**** SOURCE DATA
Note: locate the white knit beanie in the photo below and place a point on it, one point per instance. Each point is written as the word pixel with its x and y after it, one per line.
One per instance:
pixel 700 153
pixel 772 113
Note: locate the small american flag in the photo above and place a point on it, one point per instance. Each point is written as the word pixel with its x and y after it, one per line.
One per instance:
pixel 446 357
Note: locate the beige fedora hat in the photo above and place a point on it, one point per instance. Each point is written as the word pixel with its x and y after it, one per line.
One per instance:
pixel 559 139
********
• **AIM**: Reproduce the complete data exactly as presented above.

• **COMPLETE OUTPUT**:
Note: locate the white knit beanie in the photo below and place a point on it, one point per instance. Each point is written as the word pixel with its x and y after it, one per line.
One per instance:
pixel 700 153
pixel 772 113
Note: locate the small american flag in the photo above and place a point on it, one point per instance. Each point is written as the word pixel with its x and y after it, one per line.
One per instance:
pixel 446 357
Note: locate the beige fedora hat in the photo above and place a point on it, one point per instance. Each point is written as the word pixel with its x and y after it, one per line.
One per instance:
pixel 559 139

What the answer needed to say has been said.